== Prompt ==
Every line of the listing should be transcribed exactly, with nothing left out.

== Data supplied ==
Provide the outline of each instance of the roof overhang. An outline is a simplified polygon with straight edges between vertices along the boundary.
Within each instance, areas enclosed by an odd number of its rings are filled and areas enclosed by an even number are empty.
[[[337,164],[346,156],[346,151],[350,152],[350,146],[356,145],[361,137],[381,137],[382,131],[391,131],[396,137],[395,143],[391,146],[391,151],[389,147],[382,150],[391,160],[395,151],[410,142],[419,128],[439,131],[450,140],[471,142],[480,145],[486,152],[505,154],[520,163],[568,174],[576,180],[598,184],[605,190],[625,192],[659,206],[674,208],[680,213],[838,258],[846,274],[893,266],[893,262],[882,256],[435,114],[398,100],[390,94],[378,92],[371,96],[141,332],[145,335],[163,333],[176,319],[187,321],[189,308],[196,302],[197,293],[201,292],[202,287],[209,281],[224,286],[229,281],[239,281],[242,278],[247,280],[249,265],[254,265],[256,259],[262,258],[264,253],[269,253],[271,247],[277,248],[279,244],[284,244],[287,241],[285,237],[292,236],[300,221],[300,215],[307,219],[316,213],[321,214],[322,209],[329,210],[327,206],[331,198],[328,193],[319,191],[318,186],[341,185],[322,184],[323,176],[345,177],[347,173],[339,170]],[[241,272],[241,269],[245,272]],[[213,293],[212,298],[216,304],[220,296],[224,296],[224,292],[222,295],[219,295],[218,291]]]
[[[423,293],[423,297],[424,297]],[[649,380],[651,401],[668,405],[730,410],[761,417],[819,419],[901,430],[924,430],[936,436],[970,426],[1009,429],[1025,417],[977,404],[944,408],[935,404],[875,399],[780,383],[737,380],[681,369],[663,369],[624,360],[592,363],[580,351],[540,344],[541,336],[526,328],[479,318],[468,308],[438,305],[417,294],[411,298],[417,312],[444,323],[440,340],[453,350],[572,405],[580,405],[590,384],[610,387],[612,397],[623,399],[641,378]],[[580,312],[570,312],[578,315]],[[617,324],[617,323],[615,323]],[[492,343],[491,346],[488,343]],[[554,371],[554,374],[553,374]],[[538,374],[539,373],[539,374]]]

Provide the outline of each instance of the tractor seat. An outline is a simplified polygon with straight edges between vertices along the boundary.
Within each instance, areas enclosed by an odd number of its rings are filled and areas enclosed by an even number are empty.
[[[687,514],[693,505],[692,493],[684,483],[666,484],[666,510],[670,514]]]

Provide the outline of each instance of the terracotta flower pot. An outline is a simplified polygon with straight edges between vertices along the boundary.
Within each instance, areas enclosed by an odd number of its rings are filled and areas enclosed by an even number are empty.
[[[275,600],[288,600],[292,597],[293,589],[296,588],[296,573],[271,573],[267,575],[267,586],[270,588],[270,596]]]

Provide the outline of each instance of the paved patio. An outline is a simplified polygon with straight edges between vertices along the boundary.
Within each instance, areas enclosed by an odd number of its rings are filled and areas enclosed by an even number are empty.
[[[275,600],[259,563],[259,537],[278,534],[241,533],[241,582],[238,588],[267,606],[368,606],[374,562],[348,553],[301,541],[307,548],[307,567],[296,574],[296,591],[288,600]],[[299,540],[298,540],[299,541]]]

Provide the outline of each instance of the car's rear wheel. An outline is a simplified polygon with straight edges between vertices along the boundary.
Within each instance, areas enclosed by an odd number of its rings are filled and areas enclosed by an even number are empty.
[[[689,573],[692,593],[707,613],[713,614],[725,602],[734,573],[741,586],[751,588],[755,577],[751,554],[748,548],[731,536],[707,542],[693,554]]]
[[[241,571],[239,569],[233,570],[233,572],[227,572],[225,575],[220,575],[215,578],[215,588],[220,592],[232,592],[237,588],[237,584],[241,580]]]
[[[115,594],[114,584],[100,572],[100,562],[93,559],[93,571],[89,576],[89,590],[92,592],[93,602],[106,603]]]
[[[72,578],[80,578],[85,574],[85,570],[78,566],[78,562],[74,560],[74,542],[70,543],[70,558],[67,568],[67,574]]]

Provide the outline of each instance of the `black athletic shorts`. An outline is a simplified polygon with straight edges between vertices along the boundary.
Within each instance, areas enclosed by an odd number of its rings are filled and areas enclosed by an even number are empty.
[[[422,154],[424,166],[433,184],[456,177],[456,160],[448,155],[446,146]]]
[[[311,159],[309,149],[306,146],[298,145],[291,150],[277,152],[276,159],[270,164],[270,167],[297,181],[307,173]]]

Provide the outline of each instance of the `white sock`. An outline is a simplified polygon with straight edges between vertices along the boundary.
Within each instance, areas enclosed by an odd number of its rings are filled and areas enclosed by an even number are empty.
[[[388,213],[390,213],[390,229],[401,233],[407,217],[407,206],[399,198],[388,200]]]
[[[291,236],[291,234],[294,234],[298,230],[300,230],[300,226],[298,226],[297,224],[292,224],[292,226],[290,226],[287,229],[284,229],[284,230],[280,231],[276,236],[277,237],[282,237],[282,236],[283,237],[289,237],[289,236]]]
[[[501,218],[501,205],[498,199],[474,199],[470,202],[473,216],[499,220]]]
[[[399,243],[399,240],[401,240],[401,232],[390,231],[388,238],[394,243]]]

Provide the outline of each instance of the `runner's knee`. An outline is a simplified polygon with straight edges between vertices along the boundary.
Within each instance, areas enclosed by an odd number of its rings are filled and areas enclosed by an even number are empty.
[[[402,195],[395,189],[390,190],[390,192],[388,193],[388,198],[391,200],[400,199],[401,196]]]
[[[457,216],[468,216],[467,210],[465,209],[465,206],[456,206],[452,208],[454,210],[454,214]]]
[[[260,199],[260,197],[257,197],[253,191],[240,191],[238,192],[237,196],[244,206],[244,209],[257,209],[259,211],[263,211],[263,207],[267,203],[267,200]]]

== Answer to the exercise ==
Provide the outline of each instance of the roof overhang. An outline is a simplified polygon with straight edges between vertices along the boundary.
Within each instance, areas enclosed by an odd number of its rings are filled and areas enclosed by an even number are empty.
[[[337,164],[346,156],[346,151],[350,152],[350,146],[356,145],[361,137],[381,137],[382,131],[391,131],[396,137],[395,143],[391,146],[391,151],[389,147],[382,150],[391,160],[395,151],[410,142],[419,128],[439,131],[450,140],[471,142],[480,145],[486,152],[505,154],[520,163],[568,174],[576,180],[598,184],[605,190],[625,192],[659,206],[674,208],[680,213],[838,258],[846,274],[893,266],[893,262],[882,256],[435,114],[398,100],[390,94],[378,92],[371,96],[141,332],[145,335],[163,333],[176,319],[187,321],[189,308],[196,302],[197,293],[201,292],[202,287],[209,281],[224,286],[229,281],[239,281],[242,278],[247,280],[249,265],[254,265],[256,259],[262,258],[264,253],[269,253],[271,247],[277,248],[279,244],[284,244],[287,241],[285,237],[292,236],[300,221],[300,215],[307,219],[316,213],[321,214],[322,209],[329,210],[327,206],[331,198],[328,193],[319,191],[318,186],[341,185],[322,184],[323,176],[345,177],[347,173],[339,170]],[[241,272],[241,269],[245,272]],[[213,293],[212,298],[216,304],[220,296],[224,296],[224,292],[222,295],[219,295],[218,291]]]
[[[423,293],[423,297],[424,297]],[[649,380],[651,401],[668,405],[730,410],[761,417],[819,419],[901,430],[924,430],[936,436],[970,426],[1009,429],[1025,417],[977,404],[944,408],[935,404],[875,399],[780,383],[737,380],[681,369],[663,369],[624,360],[592,363],[580,351],[540,344],[541,336],[526,328],[479,318],[468,308],[438,305],[417,294],[411,298],[417,312],[444,323],[440,340],[453,350],[572,405],[580,405],[590,384],[610,387],[612,397],[623,399],[641,378]],[[580,312],[570,312],[578,315]],[[617,324],[617,323],[615,323]],[[492,343],[491,346],[488,343]],[[554,371],[554,374],[553,374]],[[538,374],[539,373],[539,374]]]

Provide the outline of each instance of the tractor seat. An outline is a simplified polygon with straight edges between vertices along the boundary.
Within each instance, areas enclosed by an odd number of its rings are filled and areas enclosed by an even number are empty.
[[[687,514],[693,505],[692,493],[684,483],[666,484],[666,510],[670,514]]]

Provide the outline of each instance of the terracotta flower pot. An outline is a simplified polygon with straight edges between vertices along the boundary.
Within each instance, areas enclosed by an odd number of its rings are filled and areas enclosed by an even number are empty.
[[[275,600],[288,600],[292,597],[293,589],[296,588],[296,573],[271,573],[267,575],[267,586],[270,588],[270,596]]]

Provide the outline of each instance of the paved patio. An outline is a simplified polygon with straight edges between vertices along the boundary.
Within each instance, areas enclosed by an odd number of its rings are filled and areas enclosed by an even number are empty.
[[[275,600],[259,563],[259,537],[278,534],[241,533],[241,582],[238,588],[267,606],[368,606],[374,562],[348,553],[301,541],[307,548],[307,567],[296,574],[296,591],[288,600]],[[299,540],[298,540],[299,541]]]

Provide the outline of each instance of the car's rear wheel. An outline is a simplified polygon with straight edges between vertices along the boundary.
Within each instance, areas enclosed by an odd number of its rings are filled and areas enclosed by an even number are empty.
[[[689,573],[692,593],[707,613],[713,614],[725,602],[734,573],[741,586],[751,588],[755,577],[751,554],[748,548],[731,536],[707,542],[693,554]]]
[[[241,571],[239,569],[233,570],[233,572],[227,572],[225,575],[220,575],[215,578],[215,588],[220,592],[232,592],[237,588],[237,584],[241,580]]]
[[[115,594],[114,584],[100,572],[100,562],[93,559],[93,571],[89,576],[89,590],[92,592],[93,602],[106,603]]]
[[[72,578],[80,578],[85,574],[85,570],[78,566],[78,562],[74,560],[74,542],[70,543],[70,558],[67,568],[67,574]]]

Provide the outline of each instance of the `black athletic shorts`. An outline is a simplified polygon with straight edges between vertices along the boundary.
Within each instance, areas enclosed by an odd number of its rings are filled and areas enclosed by an even number are empty.
[[[422,154],[424,166],[433,184],[456,177],[456,160],[448,155],[446,146]]]
[[[311,159],[309,149],[306,146],[298,145],[291,150],[277,152],[276,159],[270,164],[270,167],[297,181],[307,173]]]

Provide the outline of each instance of the `white sock`. An outline is a simplified polygon with straight edges between vertices along the boundary.
Within each instance, areas enclosed by an odd number of its rings are filled and areas enclosed by an even number are empty.
[[[388,213],[390,213],[390,229],[401,233],[407,217],[407,206],[399,198],[388,200]]]
[[[291,236],[291,234],[294,234],[298,230],[300,230],[300,226],[298,226],[297,224],[292,224],[292,226],[290,226],[287,229],[284,229],[284,230],[280,231],[276,236],[277,237],[282,237],[282,236],[283,237],[289,237],[289,236]]]
[[[501,218],[501,205],[498,199],[474,199],[470,202],[473,216],[499,220]]]
[[[399,243],[399,240],[401,240],[401,232],[390,231],[388,238],[394,243]]]

Provide the outline of each instance of the `runner's knee`. An outline is a simplified polygon with straight edges between vertices along the boundary.
Within each instance, areas enclosed by an odd number of its rings are filled and areas enclosed by an even number are empty.
[[[402,195],[395,189],[390,190],[390,192],[388,193],[388,198],[391,200],[400,199],[401,196]]]
[[[457,216],[468,216],[467,210],[465,209],[465,206],[456,206],[452,208],[454,210],[454,214]]]
[[[260,199],[260,197],[257,197],[253,191],[240,191],[238,192],[237,196],[244,206],[244,209],[257,209],[259,211],[263,211],[263,207],[267,203],[267,200]]]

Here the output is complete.